Origins: Fruit flies swarm in every orchard during the hot months. They thrive on the “dead falls” – the fruits that fall from the tree prematurely. August thru October, you’ll also find them buzzing around any bowl of fruit on your kitchen table. They especially love bananas.
Anyone with an apple tree knows these guys personally. If you put your "deadfalls" in a bucket and leave them alone, you will grow swarms of winged fruit flies.
Lab Version: Back in the old days (last millennium), geneticists studied the genes of fruit flies – various eye colors and so forth. Back in the days when students blew up their Universities, someone blew up Drake U's genetic lab. Many mice and fruit flies died in that tragedy. They also found unusual wing types. Since flying fruit flies make more of a pest than a food, we usually culture one of the varieties originally used in genetic studies. The non-flying strains make an easier-to-eat food and rarely develop into those pesky “gnats” that resemble “eyeball floaters.”
Size: At ¼-inch in length (counting their wings), most people consider fruit flies more of a pest than a desirable pet food. But for small predator keepers, fruit flies fill an important niche on their critters’ menu.
Uses: Because of their small size, fruit flies appeal to smaller predators such as:
Container: Small fruit fly containers work best. When you tilt larger containers to pour out the flies, the culture medium wants to plop out. Think small. Maintaining several containers at once will increase your chances of success. Cap small containers with a cotton plug. Cover larger containers with screen wire or cloth.
Container Tip: Make sure your adult fruit flies have access to dry surfaces. They usually drown unless you give them something to crawl on – like crumpled paper.
Eggs: Adults lay their eggs in the culture medium. When they hatch, the tiny fruit fly larvae burrow thru the gooey stuff while stuffing their guts.
Larvae: As they reach their ¼+ inch size, the fruit fly larvae (maggots) crawl up the sides of their container. Tropical fish especially love them at this stage. The maggots supposedly contain special conditioning enzymes that put breeder-size fishes “in the mood.” Not sure about the enzymes, but fish do like the taste.
Pupae: Once they crawl out of their medium, fruit fly maggots begin drying into cocoons. Cocoons develop into adults in a few days. Warmer temps speed up the process.
Adults: Pupae change into adults in their cocoons. The egg-laying adults emerge about 10 days after they started life as eggs. Females have larger bellies than the males (in case you want to know). They start breeding within 24 hours. Female fruit flies easily produce 100+ eggs.

#### [Dataset content]
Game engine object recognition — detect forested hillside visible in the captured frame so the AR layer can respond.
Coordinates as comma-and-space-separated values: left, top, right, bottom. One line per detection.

#### [Problem statement]
Write out the stretch of the fruit fly text from "Size: At ¼-inch" through "wire or cloth." word for word. Work only from the fruit fly text for this.

#### [Solution]
Size: At ¼-inch in length (counting their wings), most people consider fruit flies more of a pest than a desirable pet food. But for small predator keepers, fruit flies fill an important niche on their critters’ menu.
Uses: Because of their small size, fruit flies appeal to smaller predators such as:
Container: Small fruit fly containers work best. When you tilt larger containers to pour out the flies, the culture medium wants to plop out. Think small. Maintaining several containers at once will increase your chances of success. Cap small containers with a cotton plug. Cover larger containers with screen wire or cloth.